Il Tribunale è stato di avviso contrario.
Secondo il giudice, infatti, il divieto temporaneo di utilizzo del locale imposto dalla normativa emergenziale non <<determina l’impossibilità per il conduttore di utilizzare l’immobile>>.
Né ha avuto particolare presa l’argomentazione difensiva relativa ai mancati incassi che avrebbero determinato l’impossibilità di adempiere alla propria obbligazione del pagamento del canone. Secondo il giudice di merito, infatti, <<il periodo interessato non è tale da esulare dal cd. rischio di impresa>>. Aggiungendo che la rappresentata eccessiva onerosità della prestazione <<deve attenere ad aspetti obiettivi e non alle condizioni soggettive del conduttore>>.
E’ un’ordinanza che farà senza dubbio discutere per la sua evidente severità. Ma non solo. Il provvedimento è passato agli onori della cronaca per via della questione in essa trattata (come accennato) relativa all’asserita illegittimità dei DPCM. Per completezza sul punto e senza entrare nel merito del pensiero del Tribunale capitolino, v’è da dire tuttavia che le “spinose” considerazioni espresse in proposito non potranno avere alcuna conseguenza pratica, in quanto la questione non è stata accompagnata dal rinvio, che ben il Tribunale avrebbe potuto operare, davanti alla Corte Costituzionale, unico organo deputato al sindacato di legittimità o meno rispetto alla nostra Carta Costituzionale di un provvedimento normativo.

**CONTENUTO DEL DATASET**
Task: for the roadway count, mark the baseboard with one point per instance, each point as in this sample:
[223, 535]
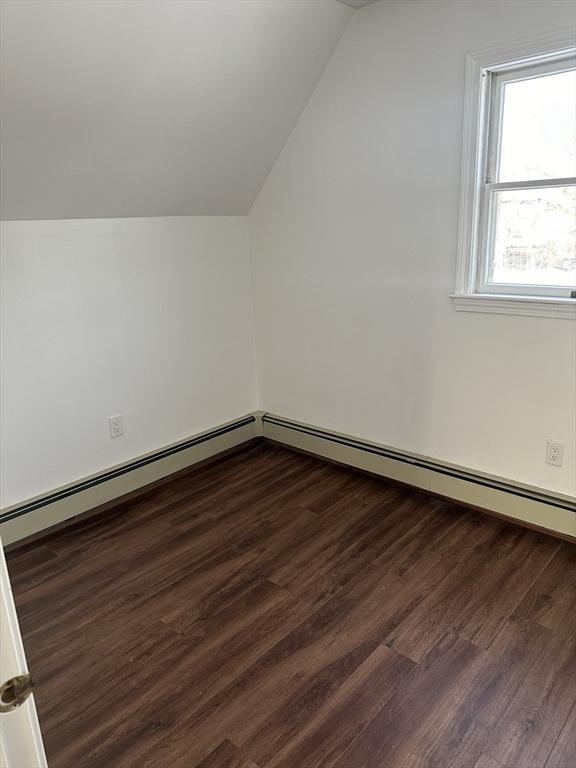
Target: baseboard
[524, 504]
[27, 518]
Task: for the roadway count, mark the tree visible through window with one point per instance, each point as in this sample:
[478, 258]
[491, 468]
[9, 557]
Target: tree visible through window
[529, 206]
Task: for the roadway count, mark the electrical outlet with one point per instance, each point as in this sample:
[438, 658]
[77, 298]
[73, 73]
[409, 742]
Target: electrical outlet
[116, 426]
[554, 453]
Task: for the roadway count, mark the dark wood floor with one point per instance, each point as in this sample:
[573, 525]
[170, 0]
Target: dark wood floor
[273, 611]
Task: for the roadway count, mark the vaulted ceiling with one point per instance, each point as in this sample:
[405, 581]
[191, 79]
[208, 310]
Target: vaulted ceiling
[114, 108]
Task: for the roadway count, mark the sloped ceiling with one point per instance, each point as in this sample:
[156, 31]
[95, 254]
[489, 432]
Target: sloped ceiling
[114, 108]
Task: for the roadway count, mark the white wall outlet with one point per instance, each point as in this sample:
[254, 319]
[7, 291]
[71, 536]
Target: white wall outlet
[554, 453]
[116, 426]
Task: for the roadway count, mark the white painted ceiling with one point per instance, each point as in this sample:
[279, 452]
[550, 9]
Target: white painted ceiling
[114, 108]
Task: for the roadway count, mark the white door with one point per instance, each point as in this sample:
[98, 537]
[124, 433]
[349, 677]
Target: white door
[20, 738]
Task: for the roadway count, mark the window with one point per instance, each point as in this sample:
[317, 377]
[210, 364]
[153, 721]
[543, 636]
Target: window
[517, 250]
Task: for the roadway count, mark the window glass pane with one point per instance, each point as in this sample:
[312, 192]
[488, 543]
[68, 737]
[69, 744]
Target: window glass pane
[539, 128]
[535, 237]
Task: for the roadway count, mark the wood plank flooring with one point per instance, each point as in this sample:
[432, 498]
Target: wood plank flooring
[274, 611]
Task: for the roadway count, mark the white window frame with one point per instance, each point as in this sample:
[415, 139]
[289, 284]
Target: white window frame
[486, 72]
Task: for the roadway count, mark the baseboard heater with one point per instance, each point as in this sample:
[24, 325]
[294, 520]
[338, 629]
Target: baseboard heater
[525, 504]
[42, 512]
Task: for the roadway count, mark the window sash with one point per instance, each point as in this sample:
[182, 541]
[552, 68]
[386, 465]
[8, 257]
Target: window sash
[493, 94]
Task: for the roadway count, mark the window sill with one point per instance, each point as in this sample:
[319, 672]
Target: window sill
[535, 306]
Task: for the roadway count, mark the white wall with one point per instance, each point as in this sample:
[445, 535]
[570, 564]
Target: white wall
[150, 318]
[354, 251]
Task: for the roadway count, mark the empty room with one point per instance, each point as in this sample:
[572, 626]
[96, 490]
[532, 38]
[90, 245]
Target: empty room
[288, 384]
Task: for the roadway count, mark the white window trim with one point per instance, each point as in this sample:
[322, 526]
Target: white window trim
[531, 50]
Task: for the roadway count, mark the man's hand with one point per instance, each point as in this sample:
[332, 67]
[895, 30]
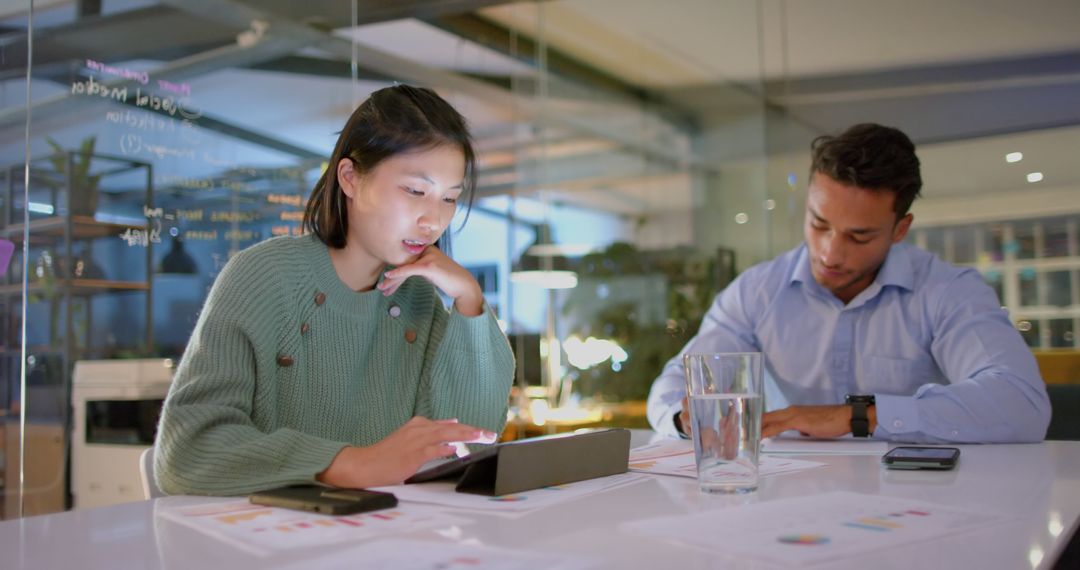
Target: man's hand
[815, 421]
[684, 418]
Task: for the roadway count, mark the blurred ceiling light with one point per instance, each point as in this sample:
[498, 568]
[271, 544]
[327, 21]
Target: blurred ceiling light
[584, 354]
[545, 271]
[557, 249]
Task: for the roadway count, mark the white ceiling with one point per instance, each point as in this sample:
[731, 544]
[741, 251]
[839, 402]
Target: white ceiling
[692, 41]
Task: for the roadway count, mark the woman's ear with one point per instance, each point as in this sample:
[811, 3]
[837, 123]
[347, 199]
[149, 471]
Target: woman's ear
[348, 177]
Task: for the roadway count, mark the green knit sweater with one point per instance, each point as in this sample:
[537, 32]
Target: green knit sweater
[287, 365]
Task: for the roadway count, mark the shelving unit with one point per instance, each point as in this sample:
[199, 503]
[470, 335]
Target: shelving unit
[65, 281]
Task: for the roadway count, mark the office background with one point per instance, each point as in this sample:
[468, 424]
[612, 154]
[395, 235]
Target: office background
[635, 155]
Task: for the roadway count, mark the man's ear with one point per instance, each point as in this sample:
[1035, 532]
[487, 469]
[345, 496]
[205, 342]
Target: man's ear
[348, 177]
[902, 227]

**DA FARE**
1. Secondo il giudice di merito citato nel brano, a che cosa deve attenere l'eccessiva onerosità della prestazione?
2. Trascrivi fedelmente il brano da "Secondo il giudice, infatti, il" a "di utilizzare l’immobile>>.".
I record costituiscono materiale distinto dal brano.

**LE RISPOSTE**
1. Ad aspetti obiettivi e non alle condizioni soggettive del conduttore.

2.
Secondo il giudice, infatti, il divieto temporaneo di utilizzo del locale imposto dalla normativa emergenziale non <<determina l’impossibilità per il conduttore di utilizzare l’immobile>>.